Labeled-object pointing entries
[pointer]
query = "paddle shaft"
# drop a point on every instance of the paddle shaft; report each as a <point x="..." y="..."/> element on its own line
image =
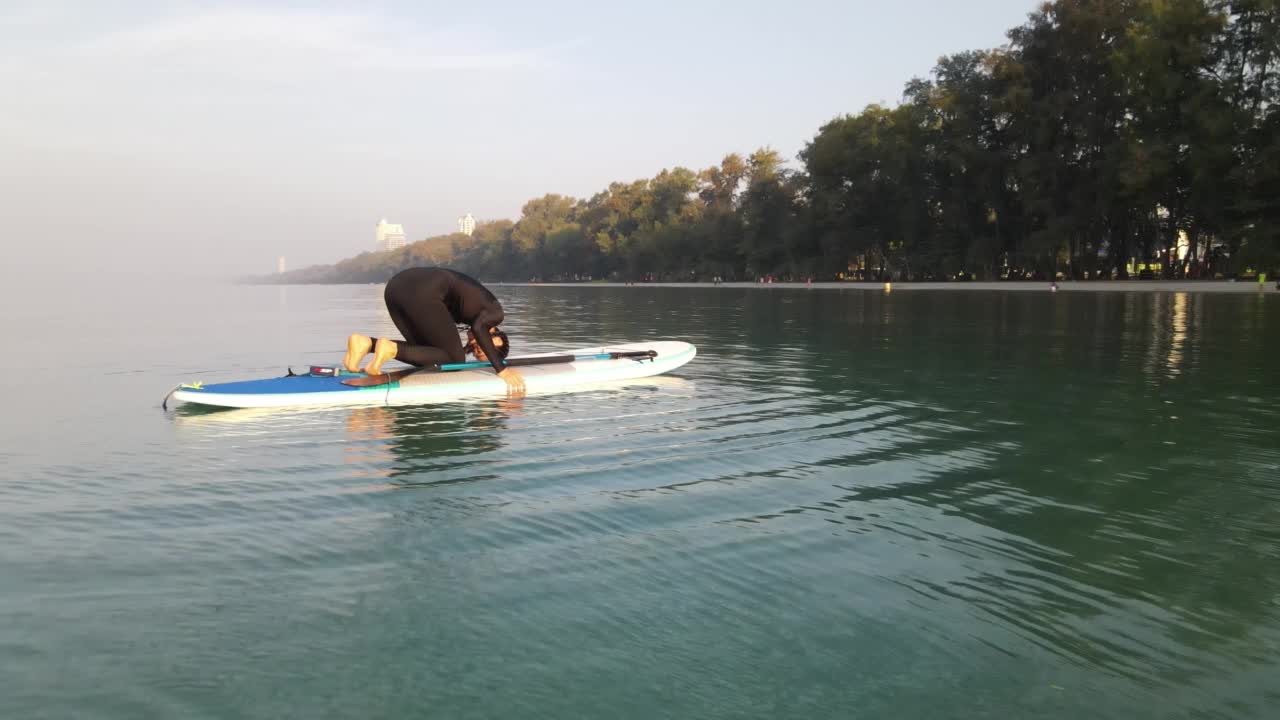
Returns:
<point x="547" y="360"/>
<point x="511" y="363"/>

* * *

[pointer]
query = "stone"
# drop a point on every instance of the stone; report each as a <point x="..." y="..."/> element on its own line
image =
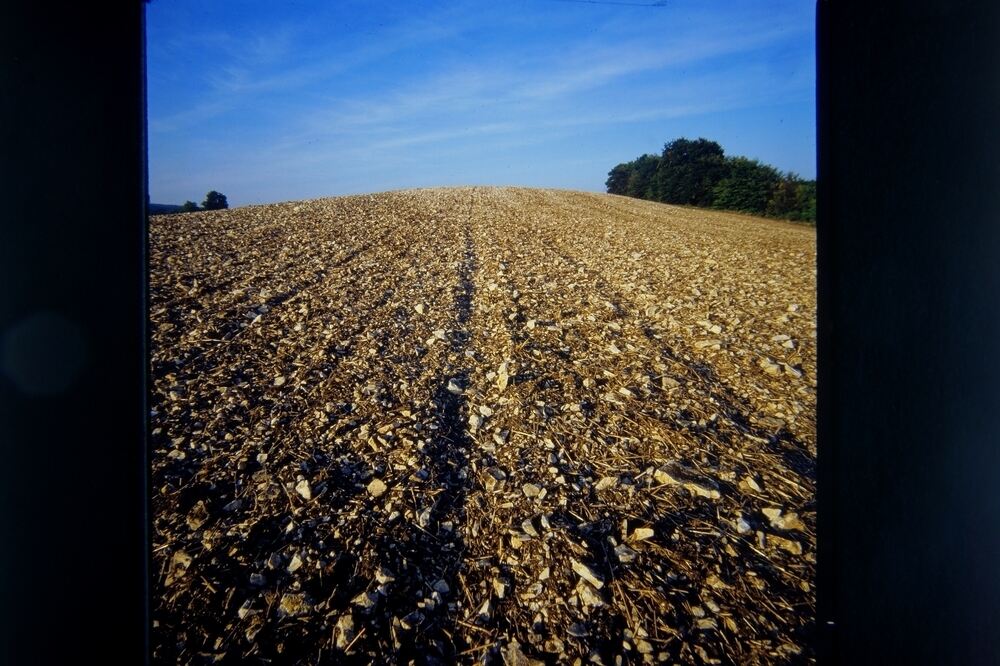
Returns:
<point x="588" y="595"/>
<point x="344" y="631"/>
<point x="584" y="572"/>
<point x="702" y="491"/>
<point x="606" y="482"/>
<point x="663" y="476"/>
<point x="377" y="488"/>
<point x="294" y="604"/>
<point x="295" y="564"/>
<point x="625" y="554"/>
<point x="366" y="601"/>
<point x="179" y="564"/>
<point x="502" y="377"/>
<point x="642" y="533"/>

* * *

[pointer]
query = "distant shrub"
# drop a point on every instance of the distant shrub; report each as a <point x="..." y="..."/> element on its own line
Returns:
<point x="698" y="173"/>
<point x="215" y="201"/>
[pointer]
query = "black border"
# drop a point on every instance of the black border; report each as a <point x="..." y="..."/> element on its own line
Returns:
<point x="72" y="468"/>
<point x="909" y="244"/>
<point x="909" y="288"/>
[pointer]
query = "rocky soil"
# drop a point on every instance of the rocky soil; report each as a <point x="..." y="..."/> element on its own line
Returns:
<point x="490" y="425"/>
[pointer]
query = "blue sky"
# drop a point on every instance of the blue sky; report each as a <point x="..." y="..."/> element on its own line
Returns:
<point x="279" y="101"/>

**Problem requirements:**
Count the lines in the data above that contain the string "shaft". Reply with the number alone.

**Exercise result:**
2